Iran’s expanding influence on the neighboring countries could be a problem. The country supports Shiite militiamen that are spread all the way from Lebanon to Syria and Iraq. The first sign of aggression might be the rocket attack in the Golan Heights. Iran aimed the barrage at Israeli positions. Early Thursday, Israel released a wave of missile strikes as a response.

Potential War Zones

THE GOLAN HEIGHTS AND SYRIA

Iran built a network of militias during the civil war in Syria. Trainers, experts, commanders, and elite Revolutionary Guards are based all over the country. This might be a concern for Israel since this is the potential battlefield.

The main concern for Israel, however, is southern Syria, near the Golan Heights. Teheran boosted its presence here over the years and is a potential target for the rocket attacks.

--- DATA EXTRACT ---
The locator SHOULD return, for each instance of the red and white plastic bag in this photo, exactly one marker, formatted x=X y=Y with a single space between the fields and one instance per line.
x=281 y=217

--- TASKS AND EXERCISES ---
a) In the passage on Iran above, print everything from "The main concern" down to "the rocket attacks.", copying it word for word.
b) In the passage on Iran above, rewrite the paragraph that begins "Iran built a network of militias" more briefly, keeping its main facts.

--- SOLVED TASKS ---
a)
The main concern for Israel, however, is southern Syria, near the Golan Heights. Teheran boosted its presence here over the years and is a potential target for the rocket attacks.

b) During Syria's civil war, Iran set up a network of militias, with trainers, experts, commanders, and elite Revolutionary Guards based across the country. This could worry Israel, since Syria is the potential battlefield.